→ **Instructions to follow**: Rewrite the listing from the line containing "Output the target's" through the line containing "positive clicks: (779, 385)", replacing every occurrence of "rough mask" with "coarse mask" and changing nothing else.

→ **Entries shown**:
*** Block opens ***
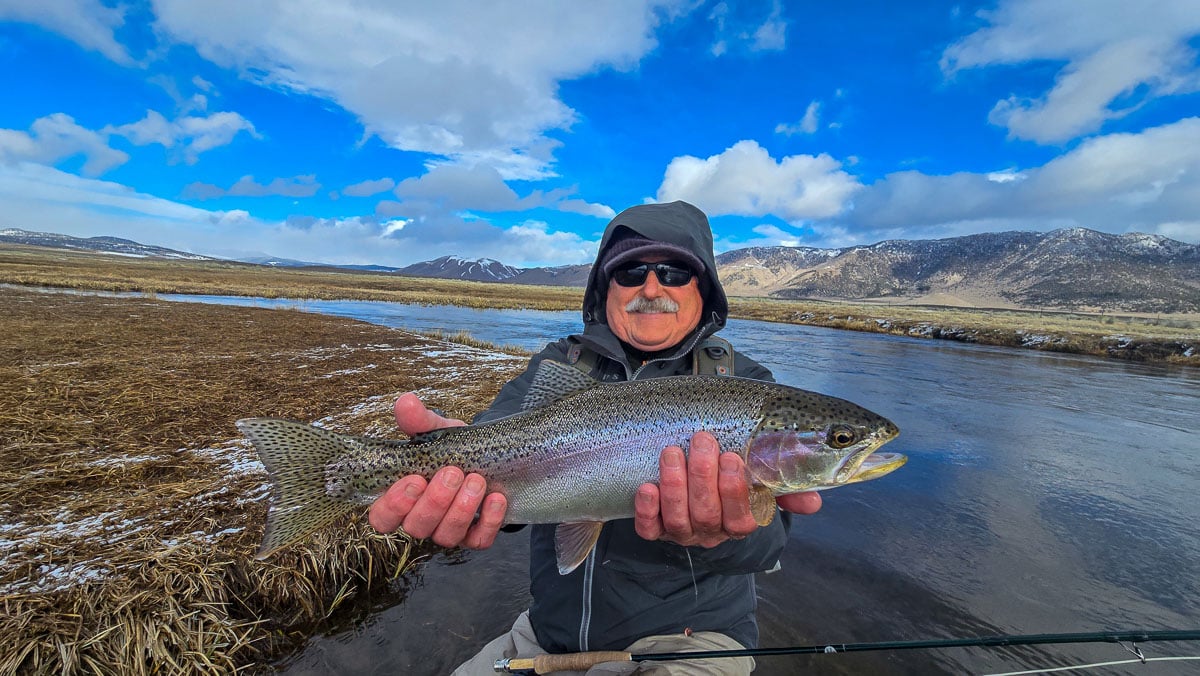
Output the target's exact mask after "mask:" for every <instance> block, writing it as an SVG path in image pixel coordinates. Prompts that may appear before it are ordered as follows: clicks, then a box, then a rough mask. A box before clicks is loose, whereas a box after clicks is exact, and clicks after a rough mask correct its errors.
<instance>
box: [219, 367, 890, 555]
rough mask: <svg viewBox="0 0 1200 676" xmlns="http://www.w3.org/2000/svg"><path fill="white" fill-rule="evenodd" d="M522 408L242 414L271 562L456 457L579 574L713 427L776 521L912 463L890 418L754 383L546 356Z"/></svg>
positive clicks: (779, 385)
*** Block closes ***
*** Block opens ***
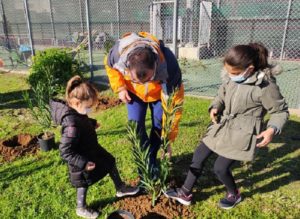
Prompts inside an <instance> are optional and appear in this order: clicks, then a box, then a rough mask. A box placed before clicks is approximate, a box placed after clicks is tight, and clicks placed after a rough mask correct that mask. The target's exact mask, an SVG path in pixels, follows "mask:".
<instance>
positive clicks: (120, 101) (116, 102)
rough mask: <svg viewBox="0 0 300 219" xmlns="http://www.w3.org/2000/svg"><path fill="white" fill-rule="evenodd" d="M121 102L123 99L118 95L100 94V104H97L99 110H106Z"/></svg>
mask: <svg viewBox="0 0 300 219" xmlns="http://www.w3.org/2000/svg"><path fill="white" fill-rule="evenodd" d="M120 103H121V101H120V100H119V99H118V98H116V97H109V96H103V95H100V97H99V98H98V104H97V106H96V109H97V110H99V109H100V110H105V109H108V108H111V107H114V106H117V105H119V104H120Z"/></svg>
*** Block closes ***
→ **Answer to this exercise**:
Output the target's exact mask after "mask:" for every <instance> block, writing it as an SVG path in image pixel coordinates. Prompts that may appear before it are ordered as follows: clicks, then a box, then a coarse mask. A box before clicks is loose, whereas a box after clicks is exact, and clicks after a coarse mask correct its errors.
<instance>
box: [219, 367, 890, 555]
coarse mask: <svg viewBox="0 0 1200 676" xmlns="http://www.w3.org/2000/svg"><path fill="white" fill-rule="evenodd" d="M522 408L242 414L271 562L456 457L579 574L713 427L776 521L912 463L890 418L754 383L546 356Z"/></svg>
positive clicks: (779, 385)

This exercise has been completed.